:: Excerpt ::

Ann Dillion, 62, began to feel her heart beat strangely and felt pain in her chest as she wept. It would turn out to be the first sign of a major heart attack.

The noise subsided. The shelter door opened to a dark sky and a path of destruction across the fields.

And the Cherry home simply was gone. All that remained of his neighbor’s home was the concrete slab and an exposed water pipe, still flowing after the storm.

Rain began to fall as the survivors called out for the Cherrys. They found Dana and Jimmy Cherry in Dillion’s pasture, about 150 yards from their home. It took searchers until long after nightfall to find Emmy.

James Dillion stood in front of his own single-story ranch home as contractors put up framing next to it Friday. Doctors sent his wife to the Arkansas Heart Hospital in Little Rock, about 60 miles away southeast of Atkins. Ann Dillion received several stents and seemed to be doing well.

Yet James Dillion couldn’t help but think back to the Cherrys. James Dillion put his arm around one of Dana Cherry’s sons, offering to do anything.

For now, rebuilding his home of 30 years occupies him. A short distance away, a 20-foot pile of debris smoldered in his pasture.

A backhoe lifted up chunks of what used to be the Cherrys’ home, exposing the glowing core of fire within. The bucket dropped a large chunk onto the pyre, sending gray smoke into a clear blue sky.

:: Work item ::
For each statement below, say whether it agrees with the excerpt about the storm. Answer yes or no, and quote the words from the excerpt that decide it.
(a) Dana and Jimmy Cherry were found about 150 yards from their home.
(b) Searchers found Emmy before nightfall.
(c) Ann Dillion received a single stent.

:: Items from a dataset ::
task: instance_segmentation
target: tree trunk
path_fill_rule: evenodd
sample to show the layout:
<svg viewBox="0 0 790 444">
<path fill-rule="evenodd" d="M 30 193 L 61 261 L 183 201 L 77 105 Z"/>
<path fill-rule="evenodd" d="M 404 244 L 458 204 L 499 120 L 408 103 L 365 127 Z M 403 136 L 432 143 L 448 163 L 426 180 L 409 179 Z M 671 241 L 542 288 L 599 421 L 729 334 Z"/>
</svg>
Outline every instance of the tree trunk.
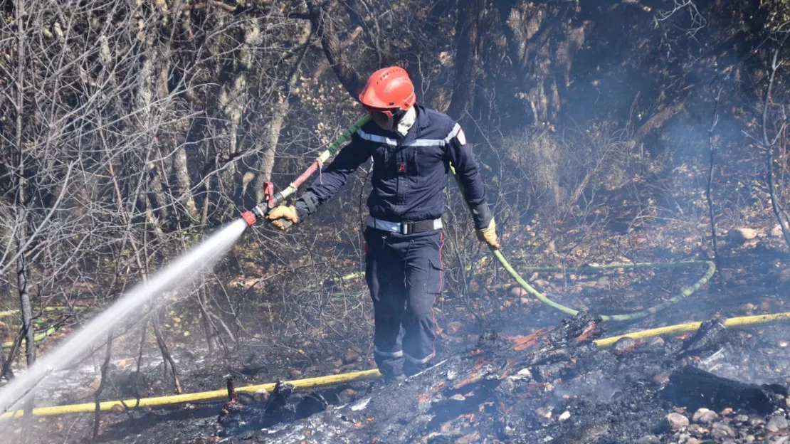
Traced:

:: Output for this exercise ::
(a) Yes: "They found Dana and Jimmy Cherry in Dillion’s pasture, about 150 yards from their home."
(b) No: "It took searchers until long after nightfall to find Emmy."
(c) No: "Ann Dillion received several stents and seemed to be doing well."